**TEXTE DE LA PAGE:**
En pratique, il n'y a pas eu énormément de conséquences visibles, et la dernière fois que je me trouvais en Chine, c'est-à-dire au mois d'avril, juste après le communiqué commun entre le Président Sarkozy et le Président chinois, on avait vu tout de suite se renouer les grands partenariats sur l'aéronautique, tiens, tenez, par exemple, l'usine d'assemblage de l'A320 que j'ai visitée à Tianjin, également sur le ferroviaire, sur le nucléaire évidemment. Il n'y a pas eu d'effet direct.

M. Biraben : On va passer à une question de spectateur pour vous, tout de suite.

L. Mercadet : Oui, bonjour Madame la ministre. C'est une question sur la Chine justement, mais à l'échelle de l'Europe, pas de la France, une question de Silvère qui demande tout simplement : « Pourquoi l'Europe ne protège pas plus nos marchés et nos unités de fabrication face à la déferlante chinoise ? ».

Oui, alors nous avons résolument choisi, et heureusement, en Europe, de ne pas être protectionnistes. Qu'est-ce qui se passerait si on était protectionniste ? Eh bien, pour un pays comme la France, par exemple, qui est le cinquième exportateur mondial, dont beaucoup d'emplois dépendent de l'exportation, il y aurait de la fermeture, et puis surtout il y aurait encore plus de délocalisations puisque les grandes entreprises iraient fabriquer encore plus qu'elles ne le font sur le marché chinois ou indien, etc.

G. Delafon : Donc, on aurait plus à perdre qu'à gagner.

Voilà ! Mais, moi ce que je pense c'est que nous devons vis-à-vis de la Chine, comme d'un certain nombre de pays, non pas être protectionnistes, c'est d'ailleurs absolument pas ce qui a été décidé par le G20, etc., mais être offensifs, c'est-à-dire innover, c'est-à-dire exiger la réciprocité dans les négociations, c'est-à-dire exiger d'être traités de la même manière que d'autres investisseurs par rapport par exemple à l'environnement. Donc, moi, je suis pour une Europe à l'offensive, pour une Europe dynamique.

G. Delafon : Mais comment on fait pour être offensif avec les Chinois, on ne va pas les forcer à acheter nos produits ?

**ENTRÉES FOURNIES:**

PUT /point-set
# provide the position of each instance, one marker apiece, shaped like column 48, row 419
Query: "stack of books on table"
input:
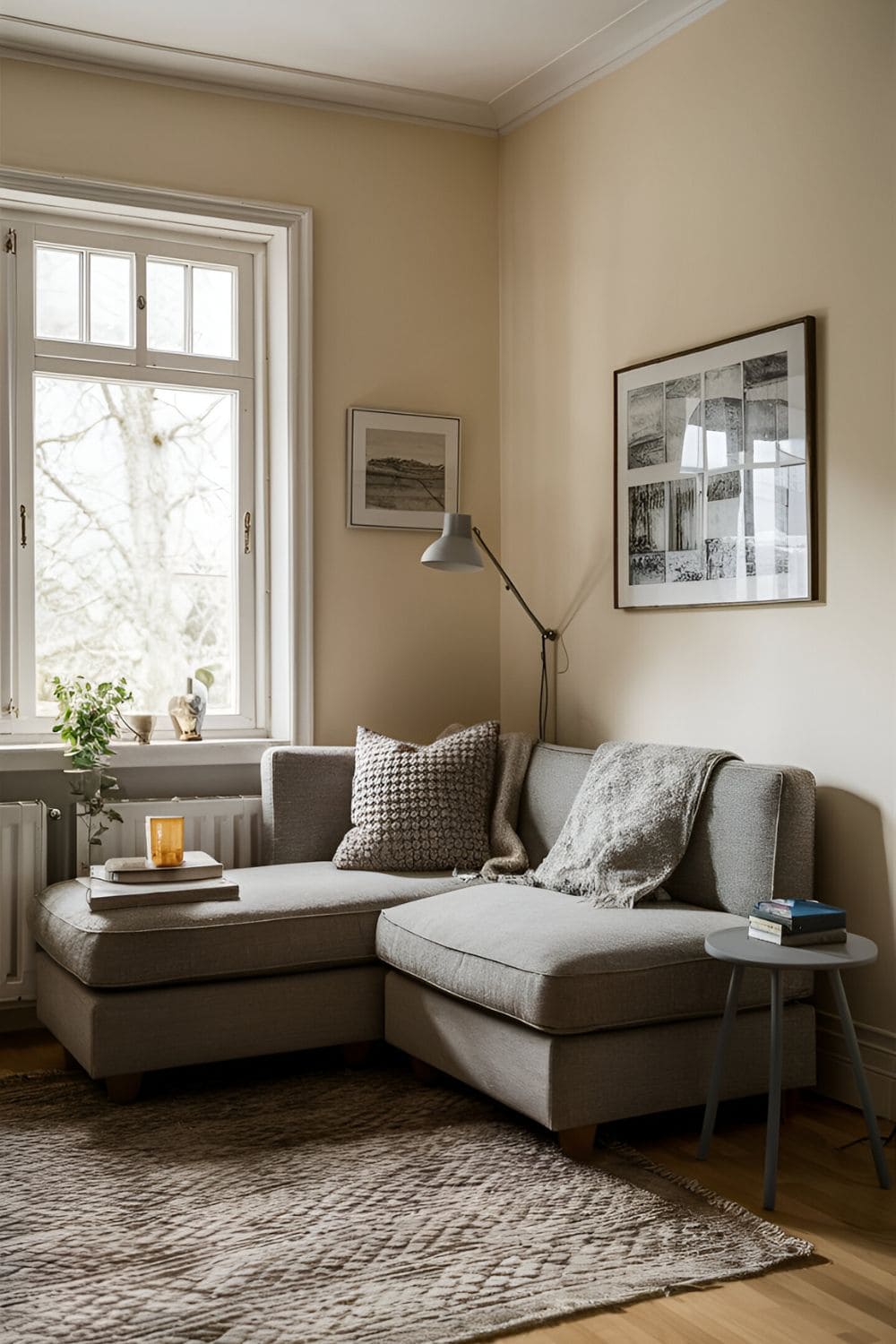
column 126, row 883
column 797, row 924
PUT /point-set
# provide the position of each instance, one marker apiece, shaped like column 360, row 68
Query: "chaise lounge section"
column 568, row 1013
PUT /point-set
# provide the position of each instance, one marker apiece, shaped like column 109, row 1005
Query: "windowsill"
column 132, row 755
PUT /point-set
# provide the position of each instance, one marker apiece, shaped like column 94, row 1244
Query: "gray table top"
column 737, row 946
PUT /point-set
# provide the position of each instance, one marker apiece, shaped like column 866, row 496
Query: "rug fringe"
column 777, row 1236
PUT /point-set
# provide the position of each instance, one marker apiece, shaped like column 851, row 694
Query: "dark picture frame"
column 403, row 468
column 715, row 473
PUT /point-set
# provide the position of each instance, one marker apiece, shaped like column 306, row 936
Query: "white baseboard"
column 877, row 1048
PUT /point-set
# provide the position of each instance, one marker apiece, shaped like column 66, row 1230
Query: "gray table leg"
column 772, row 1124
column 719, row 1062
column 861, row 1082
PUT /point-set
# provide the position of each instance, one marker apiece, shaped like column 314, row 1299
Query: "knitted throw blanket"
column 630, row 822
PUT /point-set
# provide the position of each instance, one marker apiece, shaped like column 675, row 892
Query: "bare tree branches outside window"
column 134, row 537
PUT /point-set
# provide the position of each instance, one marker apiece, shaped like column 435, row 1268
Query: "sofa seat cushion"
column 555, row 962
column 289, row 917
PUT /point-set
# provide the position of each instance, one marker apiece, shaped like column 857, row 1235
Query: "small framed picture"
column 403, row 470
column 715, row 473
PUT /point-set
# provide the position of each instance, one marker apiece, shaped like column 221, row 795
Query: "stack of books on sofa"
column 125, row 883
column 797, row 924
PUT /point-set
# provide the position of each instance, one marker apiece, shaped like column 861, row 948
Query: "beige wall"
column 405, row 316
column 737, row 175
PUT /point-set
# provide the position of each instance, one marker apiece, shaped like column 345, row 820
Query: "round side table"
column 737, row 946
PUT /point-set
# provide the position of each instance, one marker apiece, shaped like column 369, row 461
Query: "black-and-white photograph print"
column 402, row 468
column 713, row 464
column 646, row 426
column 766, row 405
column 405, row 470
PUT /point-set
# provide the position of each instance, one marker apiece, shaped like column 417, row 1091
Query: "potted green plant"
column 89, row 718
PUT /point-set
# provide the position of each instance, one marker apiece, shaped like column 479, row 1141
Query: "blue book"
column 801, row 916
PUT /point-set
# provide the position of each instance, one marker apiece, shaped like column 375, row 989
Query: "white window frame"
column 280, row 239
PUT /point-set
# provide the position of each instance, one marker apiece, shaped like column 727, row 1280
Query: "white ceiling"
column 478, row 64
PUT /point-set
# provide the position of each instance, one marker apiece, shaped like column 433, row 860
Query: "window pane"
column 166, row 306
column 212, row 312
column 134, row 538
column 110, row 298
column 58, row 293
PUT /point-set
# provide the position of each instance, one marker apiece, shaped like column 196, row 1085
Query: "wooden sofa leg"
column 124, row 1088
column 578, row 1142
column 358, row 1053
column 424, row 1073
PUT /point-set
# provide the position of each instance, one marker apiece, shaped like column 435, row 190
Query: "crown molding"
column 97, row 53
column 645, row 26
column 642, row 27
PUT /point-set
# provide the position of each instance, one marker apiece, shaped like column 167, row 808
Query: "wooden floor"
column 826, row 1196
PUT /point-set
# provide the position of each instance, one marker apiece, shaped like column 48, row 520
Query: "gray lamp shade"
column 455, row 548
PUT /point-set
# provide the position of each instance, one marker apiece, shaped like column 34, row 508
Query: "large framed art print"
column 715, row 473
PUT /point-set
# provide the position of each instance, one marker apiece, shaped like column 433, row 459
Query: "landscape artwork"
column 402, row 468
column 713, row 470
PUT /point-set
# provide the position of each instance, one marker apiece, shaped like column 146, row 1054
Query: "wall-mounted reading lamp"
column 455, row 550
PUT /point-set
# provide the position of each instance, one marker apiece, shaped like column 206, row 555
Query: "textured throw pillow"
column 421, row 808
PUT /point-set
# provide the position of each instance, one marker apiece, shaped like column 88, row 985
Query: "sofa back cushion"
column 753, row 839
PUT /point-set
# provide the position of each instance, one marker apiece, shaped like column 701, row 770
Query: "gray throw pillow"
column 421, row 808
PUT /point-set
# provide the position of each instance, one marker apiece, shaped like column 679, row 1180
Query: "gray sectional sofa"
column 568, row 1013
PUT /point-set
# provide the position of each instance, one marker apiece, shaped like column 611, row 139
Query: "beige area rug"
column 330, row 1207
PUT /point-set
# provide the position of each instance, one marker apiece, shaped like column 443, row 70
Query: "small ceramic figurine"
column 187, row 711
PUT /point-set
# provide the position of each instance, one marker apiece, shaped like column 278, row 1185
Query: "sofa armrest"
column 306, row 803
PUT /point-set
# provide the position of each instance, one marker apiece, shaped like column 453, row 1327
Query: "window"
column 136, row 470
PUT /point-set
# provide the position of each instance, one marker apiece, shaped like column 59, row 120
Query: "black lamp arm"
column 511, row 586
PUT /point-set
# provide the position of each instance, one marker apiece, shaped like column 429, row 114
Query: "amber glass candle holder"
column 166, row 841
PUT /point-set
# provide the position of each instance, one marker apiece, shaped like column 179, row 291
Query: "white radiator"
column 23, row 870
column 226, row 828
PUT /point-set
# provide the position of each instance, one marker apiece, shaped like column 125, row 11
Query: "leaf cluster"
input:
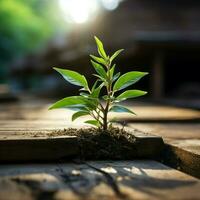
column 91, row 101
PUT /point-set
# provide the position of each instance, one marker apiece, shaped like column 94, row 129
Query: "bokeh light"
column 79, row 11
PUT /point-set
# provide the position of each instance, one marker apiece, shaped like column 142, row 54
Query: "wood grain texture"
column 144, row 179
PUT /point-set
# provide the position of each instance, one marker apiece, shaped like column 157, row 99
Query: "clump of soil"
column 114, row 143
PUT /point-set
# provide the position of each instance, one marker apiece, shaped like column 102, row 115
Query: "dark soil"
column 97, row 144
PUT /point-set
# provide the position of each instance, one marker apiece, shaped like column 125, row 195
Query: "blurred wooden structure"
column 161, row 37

...

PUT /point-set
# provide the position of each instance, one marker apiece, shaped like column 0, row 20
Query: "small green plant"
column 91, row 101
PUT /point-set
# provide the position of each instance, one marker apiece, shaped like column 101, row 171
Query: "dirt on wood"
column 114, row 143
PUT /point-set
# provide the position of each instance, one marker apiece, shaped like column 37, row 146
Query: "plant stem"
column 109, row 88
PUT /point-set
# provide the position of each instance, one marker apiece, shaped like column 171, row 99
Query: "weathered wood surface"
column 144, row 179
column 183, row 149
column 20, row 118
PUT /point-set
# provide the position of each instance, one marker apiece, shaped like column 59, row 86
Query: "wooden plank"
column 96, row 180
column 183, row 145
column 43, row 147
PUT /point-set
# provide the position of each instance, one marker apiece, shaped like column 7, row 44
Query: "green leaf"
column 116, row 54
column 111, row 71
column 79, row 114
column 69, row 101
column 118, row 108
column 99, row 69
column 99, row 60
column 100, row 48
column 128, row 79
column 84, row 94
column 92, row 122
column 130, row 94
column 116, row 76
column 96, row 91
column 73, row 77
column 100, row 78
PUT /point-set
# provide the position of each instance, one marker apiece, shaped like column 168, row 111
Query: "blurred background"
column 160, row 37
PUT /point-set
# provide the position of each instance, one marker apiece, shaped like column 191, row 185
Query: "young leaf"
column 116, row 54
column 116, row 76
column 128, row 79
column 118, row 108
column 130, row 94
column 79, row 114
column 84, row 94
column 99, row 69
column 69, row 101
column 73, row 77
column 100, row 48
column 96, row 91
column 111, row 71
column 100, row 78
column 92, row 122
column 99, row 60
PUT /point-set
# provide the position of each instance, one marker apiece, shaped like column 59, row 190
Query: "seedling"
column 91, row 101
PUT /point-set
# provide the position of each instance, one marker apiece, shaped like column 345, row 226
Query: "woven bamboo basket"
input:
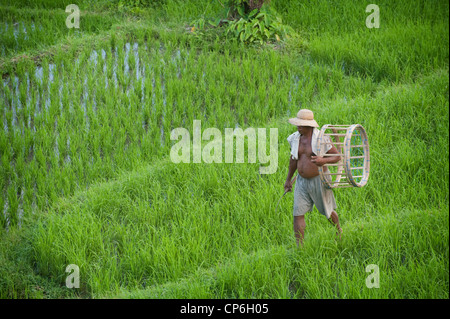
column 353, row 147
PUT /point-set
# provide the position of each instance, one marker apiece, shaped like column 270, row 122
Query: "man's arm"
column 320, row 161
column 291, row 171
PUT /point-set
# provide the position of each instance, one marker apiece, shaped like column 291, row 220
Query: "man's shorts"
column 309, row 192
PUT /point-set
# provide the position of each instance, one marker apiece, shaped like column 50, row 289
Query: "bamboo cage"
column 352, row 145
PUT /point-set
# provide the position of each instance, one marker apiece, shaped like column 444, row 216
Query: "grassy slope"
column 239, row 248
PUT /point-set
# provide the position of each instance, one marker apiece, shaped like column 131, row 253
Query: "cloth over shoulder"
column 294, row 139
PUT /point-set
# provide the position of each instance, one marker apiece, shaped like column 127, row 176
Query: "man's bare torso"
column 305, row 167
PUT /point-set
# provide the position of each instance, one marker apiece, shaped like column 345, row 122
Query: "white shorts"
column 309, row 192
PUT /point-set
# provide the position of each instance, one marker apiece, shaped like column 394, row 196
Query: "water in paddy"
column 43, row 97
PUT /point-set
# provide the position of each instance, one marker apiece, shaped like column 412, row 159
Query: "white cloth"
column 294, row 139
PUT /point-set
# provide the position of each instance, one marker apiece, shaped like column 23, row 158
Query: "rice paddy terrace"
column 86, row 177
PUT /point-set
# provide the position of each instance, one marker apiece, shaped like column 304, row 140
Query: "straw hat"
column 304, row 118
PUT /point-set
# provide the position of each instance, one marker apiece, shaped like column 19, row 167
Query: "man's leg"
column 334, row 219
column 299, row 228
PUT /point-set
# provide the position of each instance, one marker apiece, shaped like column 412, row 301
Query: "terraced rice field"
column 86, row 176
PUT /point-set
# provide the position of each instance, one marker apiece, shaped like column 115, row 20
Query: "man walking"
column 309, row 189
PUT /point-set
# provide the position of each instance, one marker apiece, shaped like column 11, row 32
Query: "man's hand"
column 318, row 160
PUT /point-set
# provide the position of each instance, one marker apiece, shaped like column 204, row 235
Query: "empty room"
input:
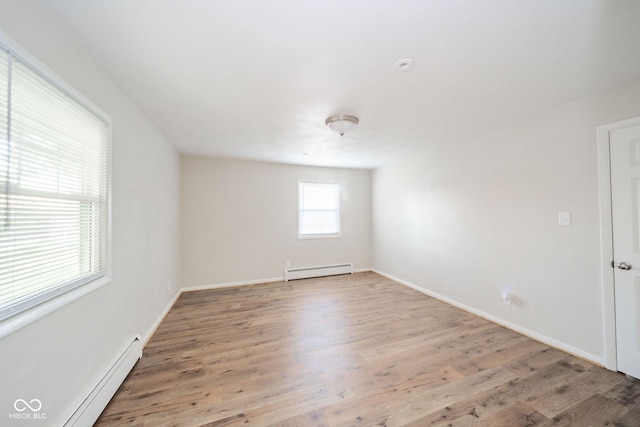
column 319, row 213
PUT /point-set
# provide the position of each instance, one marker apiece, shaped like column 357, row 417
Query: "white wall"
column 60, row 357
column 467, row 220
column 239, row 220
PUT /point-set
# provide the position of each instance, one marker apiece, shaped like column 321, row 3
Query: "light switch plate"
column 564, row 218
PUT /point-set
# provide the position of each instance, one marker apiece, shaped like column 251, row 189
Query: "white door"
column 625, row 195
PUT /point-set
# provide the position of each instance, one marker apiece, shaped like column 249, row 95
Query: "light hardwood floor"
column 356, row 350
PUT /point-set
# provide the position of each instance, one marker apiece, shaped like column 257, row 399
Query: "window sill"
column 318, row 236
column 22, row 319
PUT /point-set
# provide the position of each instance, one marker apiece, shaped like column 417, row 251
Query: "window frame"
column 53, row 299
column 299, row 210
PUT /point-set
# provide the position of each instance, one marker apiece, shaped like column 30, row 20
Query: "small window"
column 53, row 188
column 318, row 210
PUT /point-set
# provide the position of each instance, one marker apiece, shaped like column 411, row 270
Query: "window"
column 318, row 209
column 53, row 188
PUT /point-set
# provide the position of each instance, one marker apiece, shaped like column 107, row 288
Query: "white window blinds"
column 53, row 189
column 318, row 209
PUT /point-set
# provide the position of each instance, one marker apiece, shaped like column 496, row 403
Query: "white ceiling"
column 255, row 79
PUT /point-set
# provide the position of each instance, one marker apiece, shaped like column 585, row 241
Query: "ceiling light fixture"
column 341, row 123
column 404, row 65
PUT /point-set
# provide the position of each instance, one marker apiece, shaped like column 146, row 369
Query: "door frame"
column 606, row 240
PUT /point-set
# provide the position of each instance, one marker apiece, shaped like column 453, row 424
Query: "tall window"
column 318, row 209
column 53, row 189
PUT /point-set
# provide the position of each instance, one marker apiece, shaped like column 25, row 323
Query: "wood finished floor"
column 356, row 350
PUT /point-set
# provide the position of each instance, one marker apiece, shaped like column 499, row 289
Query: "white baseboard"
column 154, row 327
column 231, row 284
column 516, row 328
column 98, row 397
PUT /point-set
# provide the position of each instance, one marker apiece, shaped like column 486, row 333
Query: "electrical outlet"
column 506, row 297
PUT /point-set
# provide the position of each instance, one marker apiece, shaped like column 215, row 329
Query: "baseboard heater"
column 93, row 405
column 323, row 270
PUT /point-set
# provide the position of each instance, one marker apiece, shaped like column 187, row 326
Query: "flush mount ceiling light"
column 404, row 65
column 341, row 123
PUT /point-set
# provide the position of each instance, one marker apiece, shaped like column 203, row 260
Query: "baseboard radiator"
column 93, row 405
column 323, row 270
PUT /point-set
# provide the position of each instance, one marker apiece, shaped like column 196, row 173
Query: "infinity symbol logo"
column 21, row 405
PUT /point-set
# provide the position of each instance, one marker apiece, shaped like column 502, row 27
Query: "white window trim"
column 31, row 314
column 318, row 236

**CONSIGNES:** Indiquez si chacun des énoncés suivants concorde avec la transcription de l'entretien sur la Chine et l'Europe, en répondant par oui ou par non et en citant mot pour mot le passage décisif : 1. La France est le cinquième exportateur mondial. 2. Le G20 a décidé d'adopter des mesures protectionnistes. 3. L'usine d'assemblage de l'A320 visitée se trouve à Shanghai.

**CORRIGÉ:**
1. Oui : « pour un pays comme la France, par exemple, qui est le cinquième exportateur mondial »
2. Non : « c'est d'ailleurs absolument pas ce qui a été décidé par le G20 »
3. Non : « l'usine d'assemblage de l'A320 que j'ai visitée à Tianjin »